The efficacy issue is probably more complicated than the safety issue. In the ideal world we could simply mix existing vaccines in a syringe and expect them to be as effective as if they were given as separate injections. Unfortunately it does not work this way. We already have a considerable amount of experience with combined vaccines. It was learned that to get the individual components of measles-mumps-rubella or trivalent polio vaccines to work as effectively, we needed to adjust the quantity of the individual components so that there were greater amounts of type 1 poliovirus than type 3 and less measles virus than the other components. This was done to get the same response one would have gotten had they been given separately, because of interference between the components. In the case of these virus vaccines we had what we believed were fairly good serologic correlates of protection. In any case these combinations have been as safe and effective as the individual vaccines.

With the newer vaccines, we do not have good serologic correlates with the possible exception of Haemophilus influenzae type b vaccine.

 

With the newer vaccines, we do not have good serologic correlates with the possible exception of Haemophilus influenzae type b vaccine (Hib). The acellular pertussis (aP) vaccines of different manufacturers may not even contain the same components. The antigen or antigens that are required in a pertussis vaccine to confer protection are still uncertain. There is much discussion about which antibody is protective. If, therefore, one combines aP with another vaccine and there is a reduction in the amount of a pertussis antibody produced with the combination, one could not really be certain whether it would affect protection. Unfortunately, pertussis antibody titers have been affected when given with other vaccines and the conjugate vaccines Interference also has been observed with Hib and pneumococcal vaccines.

One would like to be able to use antibody to predict protection, ie, have serologic correlates, to avoid expensive and time-consuming clinical trials. How a vaccine performs in practice is the ultimate standard. However, the interpretation of these is not always easy. In Alaska, where there is a high risk of invasive Haemophilus influenzae disease among the Eskimos, and it occurs at an earlier age than in infants in the “lower 48,” Hib vaccine had virtually eliminated the disease. It had, at least until instead of giving Hib and DTP vaccines separately a combined vaccine was substituted. Invasive Hib disease started to reappear. However the type of Hib vaccine was changed, the one given singly was more likely to produce an early antibody response and protect younger infants who are particularly high-risk in this population. The Hib conjugate vaccine in the combination took a few doses until “protective” levels of antibody were achieved. So, was it the particular Hib vaccine that resulted in the reappearance of invasive Hib disease, or was the fact that Hib was given as a combined vaccine the problem?

Combined vaccines, are we there yet? As you tell your kids, soon!

▶ **DATA FOR ANALYSIS**
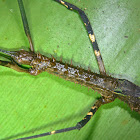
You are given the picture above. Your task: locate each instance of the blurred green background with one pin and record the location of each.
(32, 105)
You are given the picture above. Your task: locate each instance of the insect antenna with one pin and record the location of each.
(90, 33)
(25, 24)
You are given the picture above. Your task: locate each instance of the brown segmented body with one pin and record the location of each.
(107, 86)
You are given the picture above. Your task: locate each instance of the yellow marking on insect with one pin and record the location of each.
(97, 53)
(93, 107)
(52, 132)
(90, 113)
(92, 38)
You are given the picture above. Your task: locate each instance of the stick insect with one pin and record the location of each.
(103, 73)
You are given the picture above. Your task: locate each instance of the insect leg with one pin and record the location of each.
(90, 33)
(80, 124)
(25, 24)
(13, 65)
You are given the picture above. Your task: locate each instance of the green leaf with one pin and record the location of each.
(36, 104)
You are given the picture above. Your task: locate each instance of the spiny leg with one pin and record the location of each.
(80, 124)
(25, 24)
(90, 32)
(13, 65)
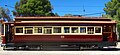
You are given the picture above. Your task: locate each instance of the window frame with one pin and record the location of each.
(38, 26)
(19, 33)
(47, 28)
(62, 30)
(69, 29)
(78, 32)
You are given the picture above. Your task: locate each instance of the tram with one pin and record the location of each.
(40, 32)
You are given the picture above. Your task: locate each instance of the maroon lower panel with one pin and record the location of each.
(57, 38)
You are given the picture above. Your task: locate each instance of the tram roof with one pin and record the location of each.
(63, 18)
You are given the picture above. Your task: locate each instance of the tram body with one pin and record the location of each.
(71, 31)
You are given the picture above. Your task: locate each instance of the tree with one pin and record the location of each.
(68, 15)
(33, 8)
(5, 14)
(112, 10)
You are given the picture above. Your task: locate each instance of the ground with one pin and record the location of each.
(86, 52)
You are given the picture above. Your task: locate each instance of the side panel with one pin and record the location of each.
(57, 38)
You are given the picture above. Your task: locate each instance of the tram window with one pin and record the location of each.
(57, 30)
(82, 29)
(90, 30)
(28, 30)
(74, 29)
(19, 30)
(66, 29)
(97, 29)
(38, 30)
(47, 30)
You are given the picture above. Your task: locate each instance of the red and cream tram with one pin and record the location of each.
(38, 32)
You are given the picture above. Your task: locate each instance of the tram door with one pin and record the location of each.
(8, 33)
(106, 32)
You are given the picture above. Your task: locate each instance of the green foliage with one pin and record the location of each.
(68, 15)
(4, 14)
(33, 8)
(112, 8)
(118, 29)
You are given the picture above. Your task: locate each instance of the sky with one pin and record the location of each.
(74, 7)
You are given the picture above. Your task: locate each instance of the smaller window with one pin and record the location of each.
(47, 30)
(38, 30)
(74, 29)
(90, 30)
(97, 29)
(66, 29)
(28, 30)
(19, 30)
(57, 30)
(82, 29)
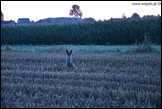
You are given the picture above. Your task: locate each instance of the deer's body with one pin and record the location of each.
(69, 59)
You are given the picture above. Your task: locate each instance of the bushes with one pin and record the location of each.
(122, 32)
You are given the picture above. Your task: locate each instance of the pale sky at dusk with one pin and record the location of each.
(99, 10)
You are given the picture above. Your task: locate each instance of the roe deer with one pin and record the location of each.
(69, 59)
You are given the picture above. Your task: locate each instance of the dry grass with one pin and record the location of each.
(99, 80)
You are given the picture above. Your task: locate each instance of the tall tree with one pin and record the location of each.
(2, 16)
(75, 11)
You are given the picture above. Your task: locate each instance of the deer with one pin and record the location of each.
(69, 59)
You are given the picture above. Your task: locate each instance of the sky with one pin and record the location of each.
(99, 10)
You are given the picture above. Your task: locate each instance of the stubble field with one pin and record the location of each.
(116, 80)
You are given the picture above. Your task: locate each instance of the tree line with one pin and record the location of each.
(112, 32)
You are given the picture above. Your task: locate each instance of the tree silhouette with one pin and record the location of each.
(2, 16)
(75, 11)
(135, 15)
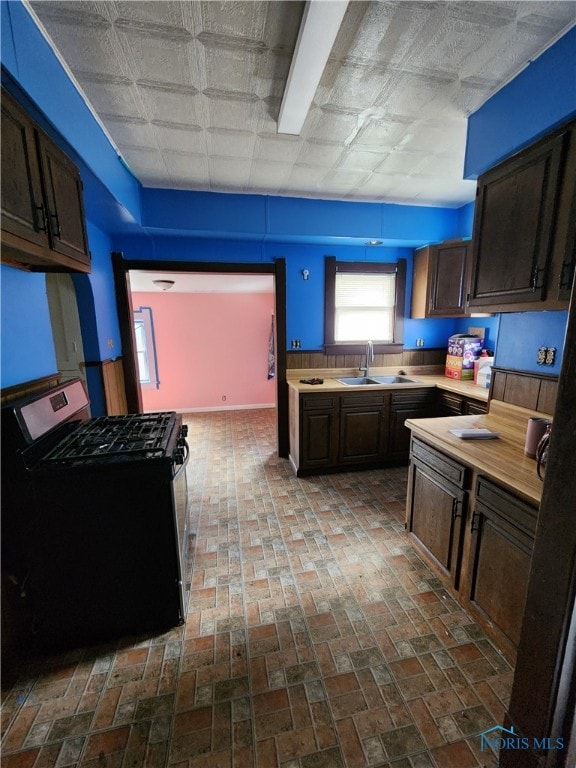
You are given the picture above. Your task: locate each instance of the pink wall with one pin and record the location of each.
(209, 347)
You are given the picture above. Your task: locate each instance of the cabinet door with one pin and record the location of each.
(362, 434)
(448, 280)
(319, 436)
(63, 188)
(513, 226)
(435, 515)
(500, 566)
(23, 213)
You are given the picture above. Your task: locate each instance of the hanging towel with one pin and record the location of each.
(271, 353)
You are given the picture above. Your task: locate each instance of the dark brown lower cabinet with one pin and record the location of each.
(502, 535)
(436, 507)
(362, 429)
(453, 404)
(476, 535)
(408, 404)
(319, 432)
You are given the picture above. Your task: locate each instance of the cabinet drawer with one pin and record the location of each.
(509, 507)
(472, 407)
(449, 469)
(450, 403)
(317, 401)
(413, 397)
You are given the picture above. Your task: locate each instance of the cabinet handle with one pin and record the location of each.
(40, 218)
(55, 226)
(565, 275)
(536, 273)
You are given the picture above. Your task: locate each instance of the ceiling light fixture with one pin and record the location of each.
(320, 24)
(164, 284)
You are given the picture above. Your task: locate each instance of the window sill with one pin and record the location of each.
(359, 349)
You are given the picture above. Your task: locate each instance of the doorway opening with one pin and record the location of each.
(234, 271)
(203, 340)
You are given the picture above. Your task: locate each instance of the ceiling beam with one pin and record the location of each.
(320, 24)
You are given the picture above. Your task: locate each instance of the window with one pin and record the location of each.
(146, 347)
(364, 301)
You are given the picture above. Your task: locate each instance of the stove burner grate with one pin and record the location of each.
(134, 436)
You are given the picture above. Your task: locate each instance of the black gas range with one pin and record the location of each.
(96, 527)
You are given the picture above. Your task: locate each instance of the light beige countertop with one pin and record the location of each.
(421, 379)
(502, 459)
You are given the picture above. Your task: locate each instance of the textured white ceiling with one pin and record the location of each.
(190, 91)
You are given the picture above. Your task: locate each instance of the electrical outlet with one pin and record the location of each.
(546, 356)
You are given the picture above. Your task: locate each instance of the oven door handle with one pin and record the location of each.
(185, 460)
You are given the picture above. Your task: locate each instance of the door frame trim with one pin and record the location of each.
(121, 268)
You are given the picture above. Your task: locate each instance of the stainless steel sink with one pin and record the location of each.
(355, 381)
(392, 380)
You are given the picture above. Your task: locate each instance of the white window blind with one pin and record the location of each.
(364, 307)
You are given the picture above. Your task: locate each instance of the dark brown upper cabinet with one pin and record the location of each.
(440, 280)
(521, 229)
(43, 223)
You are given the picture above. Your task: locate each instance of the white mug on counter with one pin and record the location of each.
(534, 433)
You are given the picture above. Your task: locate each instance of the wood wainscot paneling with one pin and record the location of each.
(528, 390)
(17, 391)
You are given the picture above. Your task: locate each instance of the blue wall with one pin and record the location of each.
(177, 225)
(27, 346)
(540, 98)
(523, 333)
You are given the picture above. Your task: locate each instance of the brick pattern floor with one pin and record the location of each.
(316, 638)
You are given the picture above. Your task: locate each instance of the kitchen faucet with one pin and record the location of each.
(369, 358)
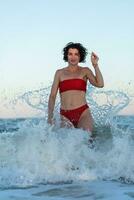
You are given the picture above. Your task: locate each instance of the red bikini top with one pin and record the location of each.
(72, 84)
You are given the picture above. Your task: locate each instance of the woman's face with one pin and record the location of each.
(73, 56)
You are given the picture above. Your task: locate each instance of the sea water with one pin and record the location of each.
(39, 161)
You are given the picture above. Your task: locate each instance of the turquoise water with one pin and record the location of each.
(38, 161)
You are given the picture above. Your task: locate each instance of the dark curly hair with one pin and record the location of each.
(82, 51)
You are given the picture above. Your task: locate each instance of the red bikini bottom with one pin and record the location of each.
(74, 115)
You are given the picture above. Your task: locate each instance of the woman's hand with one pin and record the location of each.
(94, 59)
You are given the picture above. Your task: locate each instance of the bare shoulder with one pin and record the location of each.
(86, 70)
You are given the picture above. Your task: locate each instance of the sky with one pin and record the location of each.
(33, 34)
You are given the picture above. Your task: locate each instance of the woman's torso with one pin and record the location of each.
(73, 98)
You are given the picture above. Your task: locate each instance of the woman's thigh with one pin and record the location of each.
(86, 121)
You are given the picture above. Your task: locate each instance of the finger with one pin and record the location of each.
(93, 54)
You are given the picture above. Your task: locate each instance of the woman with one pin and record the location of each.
(71, 82)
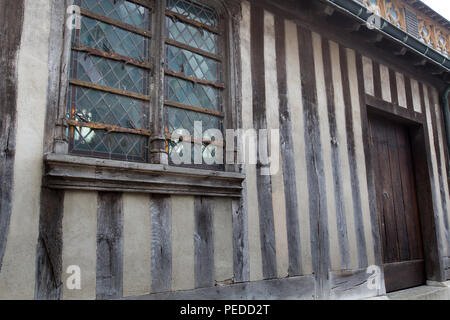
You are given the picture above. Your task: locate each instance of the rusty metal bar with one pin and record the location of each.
(194, 23)
(94, 86)
(193, 49)
(108, 128)
(144, 3)
(195, 109)
(126, 26)
(112, 56)
(172, 73)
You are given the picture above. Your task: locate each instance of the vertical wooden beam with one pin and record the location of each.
(11, 15)
(288, 160)
(161, 250)
(157, 153)
(441, 167)
(263, 182)
(341, 220)
(316, 179)
(241, 265)
(369, 166)
(409, 95)
(109, 246)
(49, 248)
(204, 242)
(426, 197)
(351, 150)
(377, 80)
(393, 84)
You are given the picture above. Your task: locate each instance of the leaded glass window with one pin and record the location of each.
(194, 75)
(108, 98)
(112, 76)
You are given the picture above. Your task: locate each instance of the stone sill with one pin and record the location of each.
(80, 173)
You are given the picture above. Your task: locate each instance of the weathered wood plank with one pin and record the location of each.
(427, 195)
(250, 195)
(11, 15)
(350, 285)
(223, 241)
(377, 80)
(161, 244)
(442, 175)
(72, 172)
(137, 244)
(240, 242)
(273, 125)
(288, 160)
(294, 288)
(409, 94)
(368, 164)
(263, 181)
(204, 242)
(109, 267)
(296, 108)
(341, 221)
(351, 151)
(49, 250)
(393, 87)
(316, 177)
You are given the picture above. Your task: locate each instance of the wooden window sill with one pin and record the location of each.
(79, 173)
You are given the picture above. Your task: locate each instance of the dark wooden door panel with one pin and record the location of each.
(397, 203)
(402, 275)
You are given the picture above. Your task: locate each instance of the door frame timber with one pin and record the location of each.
(421, 153)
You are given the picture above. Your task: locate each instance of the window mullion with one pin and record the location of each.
(158, 153)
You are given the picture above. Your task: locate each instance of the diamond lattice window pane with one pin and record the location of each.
(192, 64)
(109, 38)
(115, 146)
(194, 11)
(109, 73)
(184, 119)
(192, 94)
(97, 106)
(192, 36)
(120, 10)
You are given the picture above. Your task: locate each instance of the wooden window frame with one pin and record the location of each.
(56, 144)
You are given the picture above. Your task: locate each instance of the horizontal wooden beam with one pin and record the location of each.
(194, 109)
(293, 288)
(122, 25)
(94, 86)
(108, 128)
(194, 23)
(215, 84)
(79, 173)
(193, 49)
(111, 56)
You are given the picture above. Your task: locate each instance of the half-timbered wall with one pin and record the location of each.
(308, 231)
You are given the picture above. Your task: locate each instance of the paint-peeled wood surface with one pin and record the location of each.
(80, 243)
(161, 246)
(10, 37)
(254, 242)
(294, 96)
(363, 228)
(182, 243)
(327, 214)
(223, 240)
(136, 244)
(204, 242)
(109, 284)
(17, 277)
(272, 116)
(437, 200)
(401, 90)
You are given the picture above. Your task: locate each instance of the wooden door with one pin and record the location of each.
(398, 213)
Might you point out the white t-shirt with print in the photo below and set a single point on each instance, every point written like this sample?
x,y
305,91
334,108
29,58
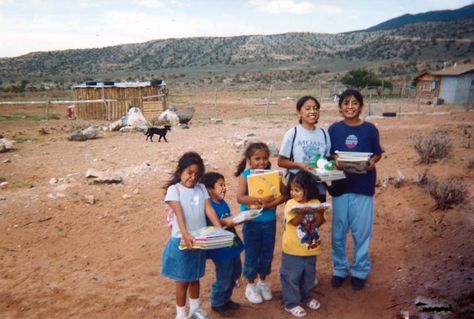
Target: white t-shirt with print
x,y
306,146
192,201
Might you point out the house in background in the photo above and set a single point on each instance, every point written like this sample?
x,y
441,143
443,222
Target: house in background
x,y
455,85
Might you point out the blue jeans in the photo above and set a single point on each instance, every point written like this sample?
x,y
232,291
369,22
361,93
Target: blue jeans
x,y
297,274
227,273
354,212
259,240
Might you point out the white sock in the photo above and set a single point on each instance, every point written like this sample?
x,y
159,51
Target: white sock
x,y
193,305
180,312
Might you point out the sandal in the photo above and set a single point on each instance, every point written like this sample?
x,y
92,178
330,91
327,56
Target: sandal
x,y
313,304
297,311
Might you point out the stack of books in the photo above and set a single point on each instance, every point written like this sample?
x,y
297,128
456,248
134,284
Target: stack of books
x,y
263,183
353,162
246,215
314,207
326,175
210,237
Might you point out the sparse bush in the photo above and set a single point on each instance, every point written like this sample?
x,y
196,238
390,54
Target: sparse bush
x,y
447,193
432,146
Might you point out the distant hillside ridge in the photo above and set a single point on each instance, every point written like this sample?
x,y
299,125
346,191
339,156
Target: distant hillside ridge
x,y
432,41
466,12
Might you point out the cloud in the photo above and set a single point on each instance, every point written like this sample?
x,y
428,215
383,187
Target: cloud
x,y
151,3
87,4
283,6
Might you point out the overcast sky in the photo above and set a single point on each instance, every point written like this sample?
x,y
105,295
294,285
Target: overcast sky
x,y
44,25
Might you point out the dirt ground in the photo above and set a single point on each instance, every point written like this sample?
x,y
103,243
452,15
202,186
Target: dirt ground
x,y
64,257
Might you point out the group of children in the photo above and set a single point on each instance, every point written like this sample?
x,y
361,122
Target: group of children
x,y
196,199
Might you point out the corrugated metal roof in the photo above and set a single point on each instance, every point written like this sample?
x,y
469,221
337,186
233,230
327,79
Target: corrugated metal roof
x,y
116,84
455,70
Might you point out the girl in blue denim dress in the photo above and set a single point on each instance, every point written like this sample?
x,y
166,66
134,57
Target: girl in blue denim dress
x,y
259,234
190,203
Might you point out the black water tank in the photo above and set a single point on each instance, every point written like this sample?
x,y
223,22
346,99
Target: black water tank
x,y
156,82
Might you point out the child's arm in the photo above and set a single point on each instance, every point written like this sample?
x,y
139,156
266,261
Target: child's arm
x,y
286,163
211,214
319,216
374,159
188,239
243,198
275,201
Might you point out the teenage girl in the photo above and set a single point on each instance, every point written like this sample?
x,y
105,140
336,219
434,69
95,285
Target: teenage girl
x,y
353,208
259,234
301,245
190,203
303,143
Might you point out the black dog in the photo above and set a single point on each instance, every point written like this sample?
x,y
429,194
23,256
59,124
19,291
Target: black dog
x,y
159,131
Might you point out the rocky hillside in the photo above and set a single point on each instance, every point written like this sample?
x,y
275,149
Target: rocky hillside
x,y
466,12
416,44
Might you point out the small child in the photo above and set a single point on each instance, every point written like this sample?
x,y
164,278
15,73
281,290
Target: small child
x,y
190,203
259,233
300,245
226,260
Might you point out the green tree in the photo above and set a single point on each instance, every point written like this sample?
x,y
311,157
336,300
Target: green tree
x,y
358,79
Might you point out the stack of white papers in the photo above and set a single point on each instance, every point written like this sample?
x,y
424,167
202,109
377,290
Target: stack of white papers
x,y
246,215
353,162
326,176
210,237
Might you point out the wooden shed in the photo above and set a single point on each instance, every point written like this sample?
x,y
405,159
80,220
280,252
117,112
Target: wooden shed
x,y
111,100
427,86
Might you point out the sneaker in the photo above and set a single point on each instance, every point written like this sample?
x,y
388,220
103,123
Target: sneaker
x,y
337,281
199,314
223,310
252,293
316,281
265,291
357,283
232,305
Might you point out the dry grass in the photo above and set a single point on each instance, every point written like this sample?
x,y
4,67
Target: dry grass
x,y
447,193
432,146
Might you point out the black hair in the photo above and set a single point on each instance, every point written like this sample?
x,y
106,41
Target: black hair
x,y
249,151
186,160
210,179
303,100
308,182
347,93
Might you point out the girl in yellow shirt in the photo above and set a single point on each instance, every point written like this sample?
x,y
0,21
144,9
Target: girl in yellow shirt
x,y
301,244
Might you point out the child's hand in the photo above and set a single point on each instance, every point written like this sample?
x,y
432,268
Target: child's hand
x,y
189,240
304,167
227,222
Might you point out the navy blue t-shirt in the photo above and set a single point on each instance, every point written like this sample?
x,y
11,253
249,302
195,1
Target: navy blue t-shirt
x,y
222,211
361,138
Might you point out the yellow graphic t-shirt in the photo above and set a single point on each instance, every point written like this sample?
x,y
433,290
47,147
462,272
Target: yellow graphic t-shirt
x,y
301,240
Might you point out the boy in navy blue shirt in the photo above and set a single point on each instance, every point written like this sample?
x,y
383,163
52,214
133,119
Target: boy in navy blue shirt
x,y
353,197
227,260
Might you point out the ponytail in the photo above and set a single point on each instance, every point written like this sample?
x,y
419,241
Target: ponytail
x,y
241,167
249,151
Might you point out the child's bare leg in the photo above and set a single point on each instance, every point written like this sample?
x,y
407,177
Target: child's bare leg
x,y
181,289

▶ **BRIEF**
Reproduce the combined-vaccines text above in full, word for word.

▶ **RESULT FOR THIS EXERCISE**
The efficacy issue is probably more complicated than the safety issue. In the ideal world we could simply mix existing vaccines in a syringe and expect them to be as effective as if they were given as separate injections. Unfortunately it does not work this way. We already have a considerable amount of experience with combined vaccines. It was learned that to get the individual components of measles-mumps-rubella or trivalent polio vaccines to work as effectively, we needed to adjust the quantity of the individual components so that there were greater amounts of type 1 poliovirus than type 3 and less measles virus than the other components. This was done to get the same response one would have gotten had they been given separately, because of interference between the components. In the case of these virus vaccines we had what we believed were fairly good serologic correlates of protection. In any case these combinations have been as safe and effective as the individual vaccines.

With the newer vaccines, we do not have good serologic correlates with the possible exception of Haemophilus influenzae type b vaccine.

 

With the newer vaccines, we do not have good serologic correlates with the possible exception of Haemophilus influenzae type b vaccine (Hib). The acellular pertussis (aP) vaccines of different manufacturers may not even contain the same components. The antigen or antigens that are required in a pertussis vaccine to confer protection are still uncertain. There is much discussion about which antibody is protective. If, therefore, one combines aP with another vaccine and there is a reduction in the amount of a pertussis antibody produced with the combination, one could not really be certain whether it would affect protection. Unfortunately, pertussis antibody titers have been affected when given with other vaccines and the conjugate vaccines Interference also has been observed with Hib and pneumococcal vaccines.

One would like to be able to use antibody to predict protection, ie, have serologic correlates, to avoid expensive and time-consuming clinical trials. How a vaccine performs in practice is the ultimate standard. However, the interpretation of these is not always easy. In Alaska, where there is a high risk of invasive Haemophilus influenzae disease among the Eskimos, and it occurs at an earlier age than in infants in the “lower 48,” Hib vaccine had virtually eliminated the disease. It had, at least until instead of giving Hib and DTP vaccines separately a combined vaccine was substituted. Invasive Hib disease started to reappear. However the type of Hib vaccine was changed, the one given singly was more likely to produce an early antibody response and protect younger infants who are particularly high-risk in this population. The Hib conjugate vaccine in the combination took a few doses until “protective” levels of antibody were achieved. So, was it the particular Hib vaccine that resulted in the reappearance of invasive Hib disease, or was the fact that Hib was given as a combined vaccine the problem?

Combined vaccines, are we there yet? As you tell your kids, soon!